Segala
puji bagi Allah, Rabb pemberi segala nikmat dan yang berhak disembah. Shalawat
dan salam kepada penutup para Nabi, yaitu Nabi Muhammad, istri-istri beliau,
keluarga, para sahabat yang berjuang keras membela Islam dan setiap orang yang
mengikuti mereka dalam kebaikan hingga akhir zaman.
Sebagian
ulama dan ahli ibadah punya keyakinan bahwa jika seseorang beribadah dan
mengharap-harap balasan akhirat yang Allah janjikan maka ini akan mencacati
keikhlasannya. Walaupun mereka tidak menyatakan batalnya amalan karena maksud
semacam ini, namun mereka membenci jika seseorang punya maksud demikian.
Mereka
pun mengatakan, “Jika aku beribadah pada Allah karena mengharap surga-Nya dan
karena takut akan siksa neraka-Nya, maka aku adalah pekerja yang jelek. Tetapi
aku hanya ingin beribadah karena cinta dan rindu pada-Nya.” Perkataan ini juga
dikemukakan oleh Robi’ah Al ‘Adawiyah, Imam Al Ghozali dan Syaikhul Islam
Ismail Al Harowi.1 Di antara perkataan Robi’ah Al Adawiyah dalam bait syairnya,
“Aku sama sekali tidak mengharap surga dan takut pada neraka (sebagai balasan
ibadah). Dan aku tidak mengharap rasa cintaku ini sebagai pengganti.”

▸ Entri Dataset

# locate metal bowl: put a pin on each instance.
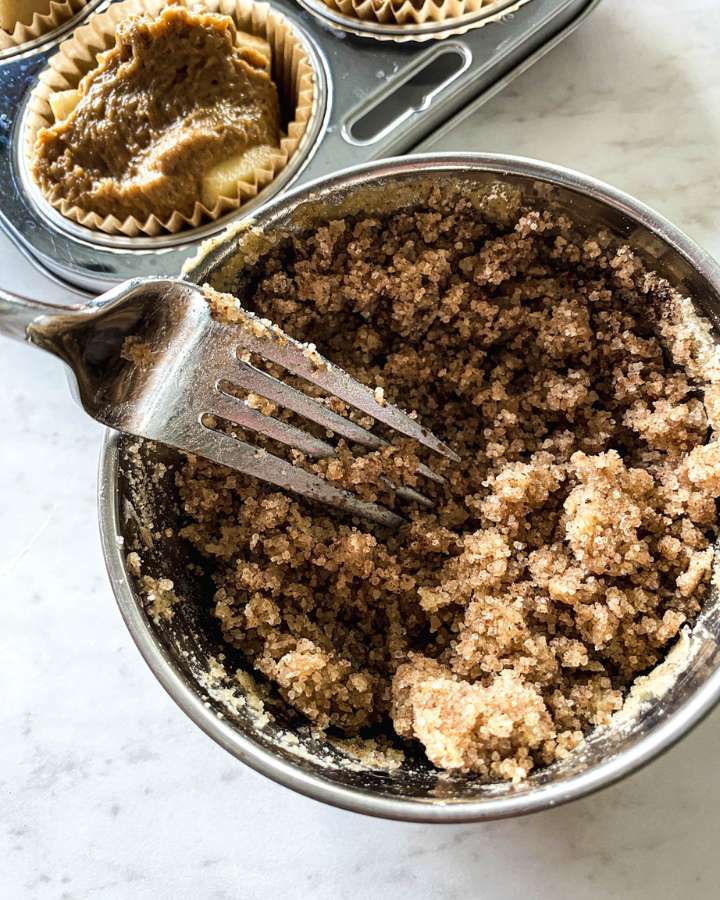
(180, 652)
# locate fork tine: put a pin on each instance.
(253, 379)
(228, 451)
(239, 413)
(302, 360)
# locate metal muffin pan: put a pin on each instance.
(360, 116)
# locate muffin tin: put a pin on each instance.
(374, 99)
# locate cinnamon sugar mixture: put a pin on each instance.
(562, 555)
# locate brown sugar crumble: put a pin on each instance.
(561, 557)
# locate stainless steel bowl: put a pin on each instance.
(179, 652)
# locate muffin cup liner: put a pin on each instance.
(405, 12)
(59, 12)
(292, 73)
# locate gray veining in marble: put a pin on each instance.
(107, 790)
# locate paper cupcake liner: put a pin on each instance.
(292, 72)
(404, 12)
(59, 12)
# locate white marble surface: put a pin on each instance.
(107, 790)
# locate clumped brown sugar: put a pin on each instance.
(562, 555)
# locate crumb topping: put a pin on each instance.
(560, 558)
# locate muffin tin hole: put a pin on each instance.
(297, 71)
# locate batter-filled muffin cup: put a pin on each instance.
(413, 12)
(22, 21)
(200, 142)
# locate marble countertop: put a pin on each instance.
(108, 790)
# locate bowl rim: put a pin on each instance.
(663, 735)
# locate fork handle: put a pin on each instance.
(17, 313)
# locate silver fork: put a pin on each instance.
(176, 394)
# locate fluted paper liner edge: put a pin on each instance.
(404, 12)
(292, 72)
(59, 12)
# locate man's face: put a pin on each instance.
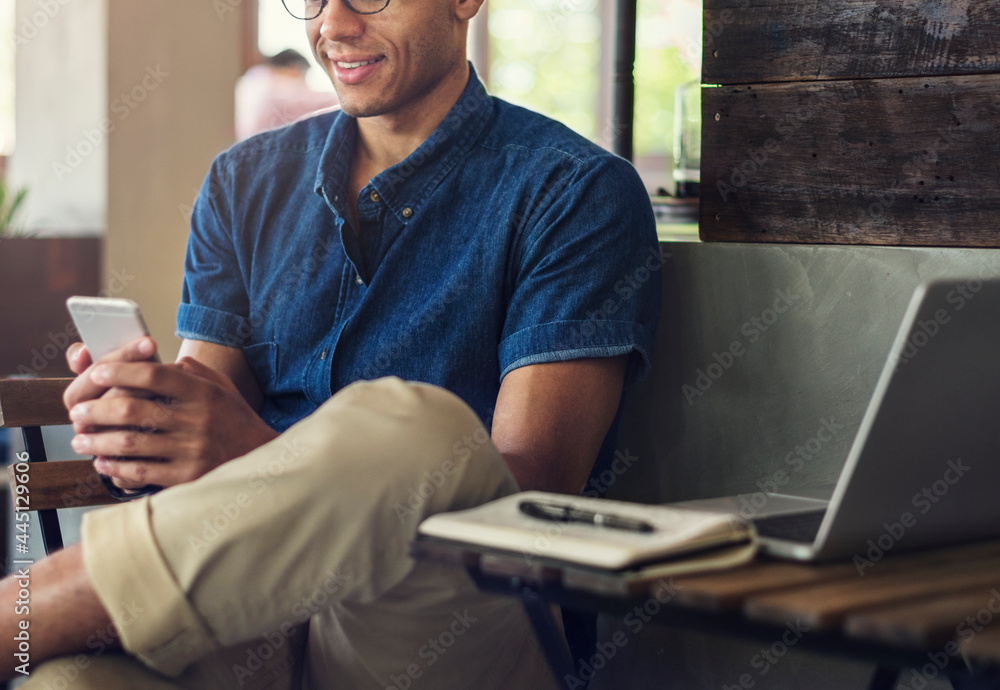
(386, 63)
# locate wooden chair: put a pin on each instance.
(39, 485)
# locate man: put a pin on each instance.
(451, 239)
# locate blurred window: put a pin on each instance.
(7, 49)
(557, 57)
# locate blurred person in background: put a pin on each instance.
(275, 93)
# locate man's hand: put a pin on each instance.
(192, 420)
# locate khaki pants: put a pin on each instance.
(311, 528)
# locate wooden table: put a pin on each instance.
(936, 612)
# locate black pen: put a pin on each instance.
(557, 512)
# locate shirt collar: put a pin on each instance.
(406, 185)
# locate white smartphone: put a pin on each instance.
(106, 323)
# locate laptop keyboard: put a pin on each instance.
(800, 527)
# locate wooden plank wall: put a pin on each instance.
(852, 121)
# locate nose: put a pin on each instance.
(339, 22)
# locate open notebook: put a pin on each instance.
(592, 544)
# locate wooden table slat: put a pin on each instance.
(722, 591)
(984, 644)
(925, 624)
(824, 606)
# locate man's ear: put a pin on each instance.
(467, 9)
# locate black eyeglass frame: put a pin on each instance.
(323, 4)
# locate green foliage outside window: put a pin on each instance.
(546, 55)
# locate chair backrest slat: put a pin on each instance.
(65, 484)
(32, 402)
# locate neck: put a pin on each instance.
(385, 140)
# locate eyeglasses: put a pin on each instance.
(310, 9)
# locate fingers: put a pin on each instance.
(123, 442)
(124, 411)
(85, 387)
(138, 473)
(176, 381)
(77, 358)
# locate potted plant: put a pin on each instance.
(37, 274)
(11, 204)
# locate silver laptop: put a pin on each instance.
(924, 468)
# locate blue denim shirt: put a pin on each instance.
(504, 240)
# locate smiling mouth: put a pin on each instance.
(355, 65)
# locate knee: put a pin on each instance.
(421, 444)
(80, 672)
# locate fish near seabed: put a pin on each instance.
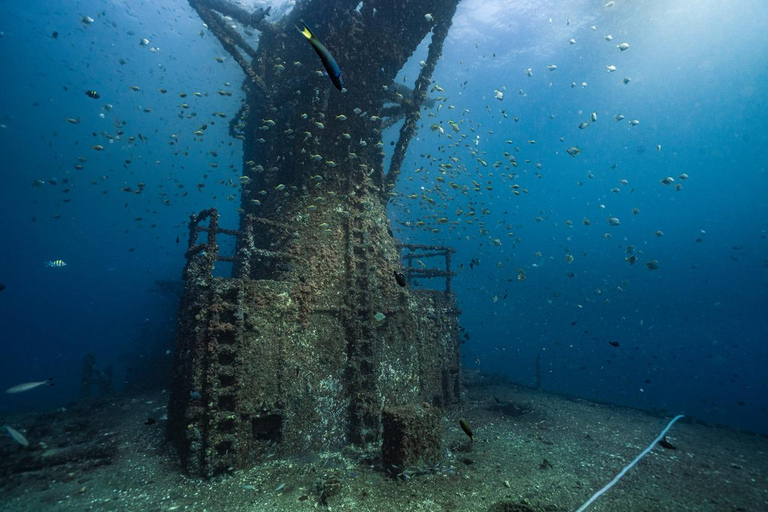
(331, 66)
(20, 388)
(16, 435)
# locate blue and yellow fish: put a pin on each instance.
(331, 67)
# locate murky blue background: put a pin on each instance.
(691, 333)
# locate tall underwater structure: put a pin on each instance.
(313, 335)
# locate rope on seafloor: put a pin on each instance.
(631, 464)
(408, 130)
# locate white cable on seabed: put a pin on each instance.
(631, 464)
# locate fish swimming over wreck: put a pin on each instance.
(331, 66)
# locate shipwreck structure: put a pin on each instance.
(313, 334)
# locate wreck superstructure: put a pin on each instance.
(312, 335)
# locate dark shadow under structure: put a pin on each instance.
(312, 336)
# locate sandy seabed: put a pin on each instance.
(533, 451)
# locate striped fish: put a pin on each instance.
(20, 388)
(16, 435)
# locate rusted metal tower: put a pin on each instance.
(312, 335)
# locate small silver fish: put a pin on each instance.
(16, 435)
(20, 388)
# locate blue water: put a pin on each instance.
(691, 333)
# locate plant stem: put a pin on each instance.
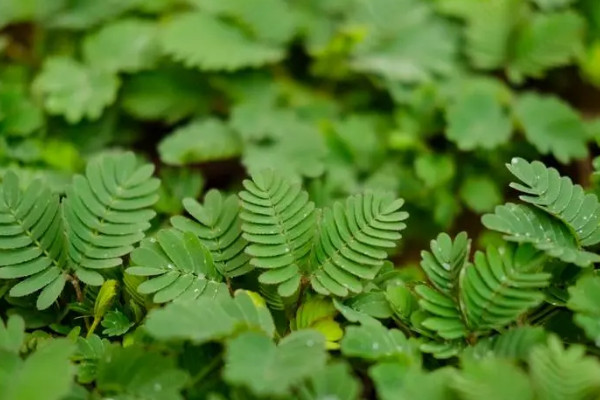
(92, 328)
(301, 293)
(79, 295)
(229, 286)
(75, 282)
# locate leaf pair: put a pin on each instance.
(336, 250)
(103, 215)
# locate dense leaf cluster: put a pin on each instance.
(371, 225)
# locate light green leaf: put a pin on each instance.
(74, 90)
(115, 323)
(318, 314)
(12, 334)
(477, 117)
(208, 319)
(105, 298)
(89, 352)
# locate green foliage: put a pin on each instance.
(179, 265)
(295, 357)
(293, 139)
(75, 90)
(218, 226)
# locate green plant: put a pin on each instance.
(330, 215)
(270, 297)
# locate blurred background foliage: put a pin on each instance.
(424, 98)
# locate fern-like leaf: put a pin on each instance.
(560, 197)
(181, 268)
(526, 224)
(218, 226)
(279, 224)
(32, 242)
(499, 287)
(206, 319)
(107, 212)
(445, 261)
(352, 242)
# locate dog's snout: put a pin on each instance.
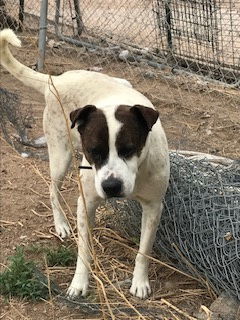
(112, 187)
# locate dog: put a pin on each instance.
(122, 140)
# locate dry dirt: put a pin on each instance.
(196, 116)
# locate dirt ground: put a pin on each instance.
(196, 116)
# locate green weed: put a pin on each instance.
(23, 279)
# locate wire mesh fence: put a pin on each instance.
(199, 228)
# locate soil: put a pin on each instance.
(196, 115)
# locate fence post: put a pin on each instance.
(80, 25)
(168, 25)
(21, 14)
(42, 34)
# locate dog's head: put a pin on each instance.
(113, 141)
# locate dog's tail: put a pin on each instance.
(31, 78)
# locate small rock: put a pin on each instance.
(123, 55)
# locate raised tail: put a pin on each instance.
(29, 77)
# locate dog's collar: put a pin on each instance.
(84, 167)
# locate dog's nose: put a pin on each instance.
(112, 187)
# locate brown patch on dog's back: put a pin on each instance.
(133, 134)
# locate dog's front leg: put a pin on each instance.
(150, 220)
(85, 222)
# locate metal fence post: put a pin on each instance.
(168, 24)
(42, 34)
(80, 25)
(21, 14)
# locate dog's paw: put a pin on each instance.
(140, 288)
(62, 228)
(79, 286)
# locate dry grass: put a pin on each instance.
(175, 294)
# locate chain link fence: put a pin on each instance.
(197, 35)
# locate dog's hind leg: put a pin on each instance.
(150, 220)
(60, 158)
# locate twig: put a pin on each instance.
(177, 309)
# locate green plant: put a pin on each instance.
(61, 256)
(23, 279)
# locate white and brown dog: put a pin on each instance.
(122, 139)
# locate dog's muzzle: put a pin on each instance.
(112, 187)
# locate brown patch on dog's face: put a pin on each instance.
(92, 126)
(137, 122)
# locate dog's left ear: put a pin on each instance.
(81, 115)
(146, 115)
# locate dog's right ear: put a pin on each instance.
(81, 115)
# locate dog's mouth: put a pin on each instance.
(112, 188)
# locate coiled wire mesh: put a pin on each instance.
(200, 226)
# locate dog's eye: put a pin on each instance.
(127, 151)
(95, 153)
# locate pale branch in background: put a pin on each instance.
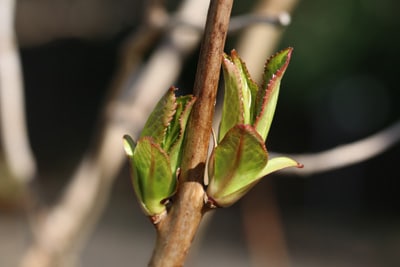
(15, 146)
(73, 218)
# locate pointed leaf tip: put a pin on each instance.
(129, 145)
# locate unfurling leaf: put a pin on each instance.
(240, 159)
(156, 157)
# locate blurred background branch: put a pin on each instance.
(17, 163)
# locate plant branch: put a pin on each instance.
(65, 228)
(14, 136)
(176, 232)
(348, 154)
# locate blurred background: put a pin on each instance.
(341, 86)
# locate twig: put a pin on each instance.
(349, 154)
(176, 232)
(66, 227)
(14, 136)
(260, 214)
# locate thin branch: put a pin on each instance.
(66, 227)
(349, 154)
(14, 136)
(176, 232)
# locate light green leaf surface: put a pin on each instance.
(267, 98)
(236, 164)
(177, 129)
(232, 110)
(279, 163)
(151, 174)
(160, 117)
(248, 86)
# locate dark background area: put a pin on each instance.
(341, 86)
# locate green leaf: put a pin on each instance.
(160, 118)
(151, 174)
(236, 164)
(233, 109)
(249, 88)
(177, 128)
(267, 98)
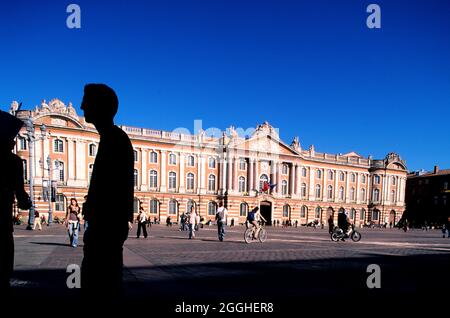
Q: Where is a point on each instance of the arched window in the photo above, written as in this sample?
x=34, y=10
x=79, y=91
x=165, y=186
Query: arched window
x=303, y=190
x=330, y=175
x=90, y=169
x=243, y=209
x=284, y=187
x=318, y=191
x=393, y=199
x=318, y=213
x=22, y=143
x=341, y=193
x=303, y=211
x=191, y=161
x=363, y=195
x=136, y=177
x=330, y=192
x=154, y=206
x=362, y=215
x=242, y=164
x=352, y=214
x=212, y=208
x=153, y=179
x=376, y=179
x=136, y=204
x=172, y=180
x=58, y=146
x=242, y=184
x=172, y=159
x=376, y=195
x=212, y=182
x=59, y=202
x=211, y=163
x=190, y=203
x=263, y=179
x=173, y=207
x=92, y=150
x=153, y=157
x=304, y=172
x=59, y=165
x=25, y=169
x=375, y=215
x=190, y=181
x=286, y=211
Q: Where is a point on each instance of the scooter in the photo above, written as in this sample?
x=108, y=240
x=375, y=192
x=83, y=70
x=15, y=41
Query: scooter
x=338, y=234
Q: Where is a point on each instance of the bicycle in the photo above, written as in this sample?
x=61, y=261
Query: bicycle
x=249, y=234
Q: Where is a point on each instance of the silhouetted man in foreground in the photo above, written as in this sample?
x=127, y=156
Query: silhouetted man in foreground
x=11, y=185
x=109, y=205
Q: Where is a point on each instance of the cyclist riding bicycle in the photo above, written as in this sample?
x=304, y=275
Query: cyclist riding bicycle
x=253, y=218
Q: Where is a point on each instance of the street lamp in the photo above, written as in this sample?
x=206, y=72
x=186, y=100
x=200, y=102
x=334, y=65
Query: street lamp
x=31, y=138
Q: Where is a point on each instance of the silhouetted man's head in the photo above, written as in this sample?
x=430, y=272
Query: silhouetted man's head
x=100, y=104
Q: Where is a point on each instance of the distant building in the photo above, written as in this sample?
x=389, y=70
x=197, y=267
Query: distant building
x=174, y=171
x=428, y=196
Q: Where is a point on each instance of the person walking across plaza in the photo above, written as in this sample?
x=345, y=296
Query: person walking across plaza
x=73, y=221
x=37, y=220
x=221, y=219
x=330, y=224
x=192, y=222
x=142, y=221
x=109, y=205
x=11, y=187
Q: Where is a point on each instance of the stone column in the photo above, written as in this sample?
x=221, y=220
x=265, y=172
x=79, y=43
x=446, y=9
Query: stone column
x=250, y=175
x=71, y=165
x=163, y=155
x=230, y=174
x=292, y=180
x=144, y=172
x=347, y=186
x=81, y=162
x=256, y=176
x=237, y=161
x=336, y=186
x=357, y=191
x=182, y=176
x=277, y=172
x=312, y=186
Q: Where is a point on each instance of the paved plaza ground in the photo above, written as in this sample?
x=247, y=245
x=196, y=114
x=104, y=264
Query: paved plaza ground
x=294, y=266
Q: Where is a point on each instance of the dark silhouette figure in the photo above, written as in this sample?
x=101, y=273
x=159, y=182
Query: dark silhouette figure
x=109, y=205
x=11, y=186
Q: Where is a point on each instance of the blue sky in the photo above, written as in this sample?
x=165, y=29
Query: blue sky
x=311, y=68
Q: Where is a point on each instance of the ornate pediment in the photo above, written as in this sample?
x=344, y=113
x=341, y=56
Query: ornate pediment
x=56, y=106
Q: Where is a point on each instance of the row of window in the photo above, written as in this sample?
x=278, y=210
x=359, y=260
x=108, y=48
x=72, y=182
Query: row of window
x=173, y=209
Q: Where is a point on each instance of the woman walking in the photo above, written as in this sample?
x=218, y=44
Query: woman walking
x=72, y=221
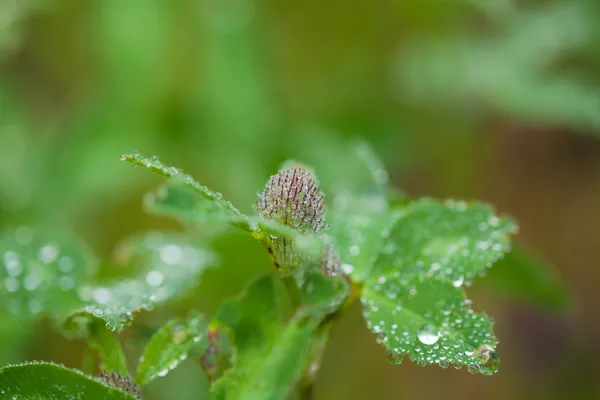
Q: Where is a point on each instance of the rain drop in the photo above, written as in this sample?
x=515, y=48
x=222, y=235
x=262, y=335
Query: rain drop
x=458, y=282
x=11, y=284
x=12, y=263
x=102, y=295
x=428, y=334
x=347, y=268
x=171, y=254
x=48, y=253
x=65, y=264
x=155, y=278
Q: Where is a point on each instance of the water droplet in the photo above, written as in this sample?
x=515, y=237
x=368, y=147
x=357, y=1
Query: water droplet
x=490, y=361
x=171, y=254
x=65, y=264
x=458, y=282
x=31, y=282
x=23, y=235
x=428, y=334
x=12, y=263
x=102, y=295
x=155, y=278
x=35, y=306
x=48, y=253
x=347, y=268
x=66, y=283
x=11, y=284
x=354, y=250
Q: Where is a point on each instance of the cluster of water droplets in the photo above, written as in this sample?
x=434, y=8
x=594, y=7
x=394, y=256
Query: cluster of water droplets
x=429, y=321
x=154, y=164
x=39, y=273
x=170, y=346
x=453, y=241
x=172, y=267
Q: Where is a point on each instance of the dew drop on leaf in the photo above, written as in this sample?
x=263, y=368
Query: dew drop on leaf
x=155, y=278
x=48, y=253
x=428, y=334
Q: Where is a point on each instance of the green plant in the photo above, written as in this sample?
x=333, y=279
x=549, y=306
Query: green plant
x=406, y=261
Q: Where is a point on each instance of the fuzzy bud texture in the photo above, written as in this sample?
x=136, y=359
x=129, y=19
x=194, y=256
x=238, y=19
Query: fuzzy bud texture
x=116, y=380
x=292, y=197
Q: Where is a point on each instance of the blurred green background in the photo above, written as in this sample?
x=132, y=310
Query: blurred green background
x=490, y=99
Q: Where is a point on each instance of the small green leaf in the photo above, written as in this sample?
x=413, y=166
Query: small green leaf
x=428, y=320
x=156, y=166
x=321, y=295
x=169, y=346
x=525, y=276
x=343, y=166
x=40, y=272
x=219, y=354
x=271, y=370
x=100, y=340
x=175, y=199
x=451, y=241
x=358, y=227
x=172, y=266
x=252, y=316
x=47, y=381
x=269, y=357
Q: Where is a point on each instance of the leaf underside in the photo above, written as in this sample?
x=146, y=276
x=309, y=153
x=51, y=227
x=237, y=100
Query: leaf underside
x=47, y=381
x=169, y=346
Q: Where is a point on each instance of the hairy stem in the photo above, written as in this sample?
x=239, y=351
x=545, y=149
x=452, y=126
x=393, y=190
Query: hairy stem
x=293, y=291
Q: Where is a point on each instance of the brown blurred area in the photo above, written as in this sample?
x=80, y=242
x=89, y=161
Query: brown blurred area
x=488, y=100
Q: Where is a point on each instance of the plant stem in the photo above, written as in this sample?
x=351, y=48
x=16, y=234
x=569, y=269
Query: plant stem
x=293, y=291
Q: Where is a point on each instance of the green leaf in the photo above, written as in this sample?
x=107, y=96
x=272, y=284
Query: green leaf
x=156, y=166
x=321, y=294
x=219, y=353
x=252, y=316
x=178, y=200
x=172, y=265
x=358, y=228
x=269, y=357
x=451, y=241
x=169, y=346
x=525, y=276
x=269, y=371
x=40, y=272
x=47, y=381
x=428, y=320
x=342, y=166
x=100, y=340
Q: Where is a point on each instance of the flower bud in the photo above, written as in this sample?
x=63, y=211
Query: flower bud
x=292, y=197
x=117, y=380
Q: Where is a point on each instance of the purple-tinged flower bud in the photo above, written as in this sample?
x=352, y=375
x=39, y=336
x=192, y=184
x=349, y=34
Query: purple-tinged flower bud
x=117, y=380
x=293, y=198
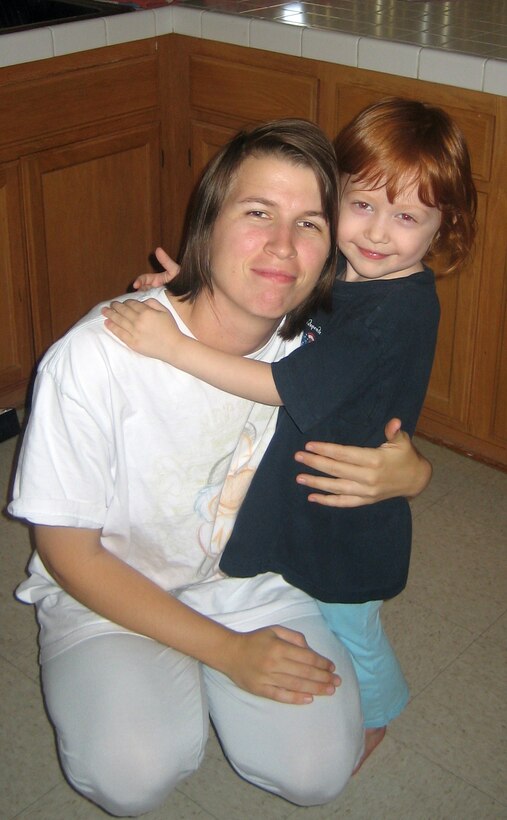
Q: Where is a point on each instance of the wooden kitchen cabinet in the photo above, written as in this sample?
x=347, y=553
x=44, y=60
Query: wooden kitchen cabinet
x=100, y=151
x=93, y=218
x=218, y=88
x=464, y=402
x=16, y=346
x=82, y=158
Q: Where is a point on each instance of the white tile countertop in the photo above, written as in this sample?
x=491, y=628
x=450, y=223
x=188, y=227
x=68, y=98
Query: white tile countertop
x=462, y=43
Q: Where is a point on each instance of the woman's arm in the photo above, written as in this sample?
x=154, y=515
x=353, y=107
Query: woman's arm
x=355, y=476
x=148, y=328
x=273, y=662
x=351, y=476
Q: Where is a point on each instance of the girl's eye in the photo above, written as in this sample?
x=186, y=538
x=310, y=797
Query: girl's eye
x=361, y=205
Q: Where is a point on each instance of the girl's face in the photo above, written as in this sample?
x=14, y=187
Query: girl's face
x=270, y=241
x=382, y=239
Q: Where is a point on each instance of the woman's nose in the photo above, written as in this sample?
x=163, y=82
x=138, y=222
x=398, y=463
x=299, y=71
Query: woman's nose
x=281, y=241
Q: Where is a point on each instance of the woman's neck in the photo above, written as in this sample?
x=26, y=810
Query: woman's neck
x=218, y=329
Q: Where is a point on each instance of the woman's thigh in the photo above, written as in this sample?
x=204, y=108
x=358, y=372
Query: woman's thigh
x=131, y=719
x=303, y=753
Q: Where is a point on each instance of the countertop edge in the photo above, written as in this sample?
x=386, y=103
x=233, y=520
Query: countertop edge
x=466, y=71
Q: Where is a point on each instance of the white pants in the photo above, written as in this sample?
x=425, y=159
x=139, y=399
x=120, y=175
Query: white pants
x=131, y=718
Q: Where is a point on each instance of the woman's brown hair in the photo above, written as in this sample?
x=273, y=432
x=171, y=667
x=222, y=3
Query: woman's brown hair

▸ Daftar Tugas
a – Cetak ulang seluruh teks tentang keikhlasan dalam beribadah tanpa mengubah apa pun.
b – Identifikasi setiap baris dalam entri yang memuat kata "bicycle", lalu salin baris-baris tersebut. Huruf besar dan kecil dibedakan.

▸ Jawaban
a –
Segala
puji bagi Allah, Rabb pemberi segala nikmat dan yang berhak disembah. Shalawat
dan salam kepada penutup para Nabi, yaitu Nabi Muhammad, istri-istri beliau,
keluarga, para sahabat yang berjuang keras membela Islam dan setiap orang yang
mengikuti mereka dalam kebaikan hingga akhir zaman.
Sebagian
ulama dan ahli ibadah punya keyakinan bahwa jika seseorang beribadah dan
mengharap-harap balasan akhirat yang Allah janjikan maka ini akan mencacati
keikhlasannya. Walaupun mereka tidak menyatakan batalnya amalan karena maksud
semacam ini, namun mereka membenci jika seseorang punya maksud demikian.
Mereka
pun mengatakan, “Jika aku beribadah pada Allah karena mengharap surga-Nya dan
karena takut akan siksa neraka-Nya, maka aku adalah pekerja yang jelek. Tetapi
aku hanya ingin beribadah karena cinta dan rindu pada-Nya.” Perkataan ini juga
dikemukakan oleh Robi’ah Al ‘Adawiyah, Imam Al Ghozali dan Syaikhul Islam
Ismail Al Harowi.1 Di antara perkataan Robi’ah Al Adawiyah dalam bait syairnya,
“Aku sama sekali tidak mengharap surga dan takut pada neraka (sebagai balasan
ibadah). Dan aku tidak mengharap rasa cintaku ini sebagai pengganti.”

b –
Q: Where is a point on each instance of the bicycle in the photo above, written as in this sample?
Query: bicycle
Q: Where is a point on each instance of the cyclist riding bicycle in the photo above, written as in this sample?
Query: cyclist riding bicycle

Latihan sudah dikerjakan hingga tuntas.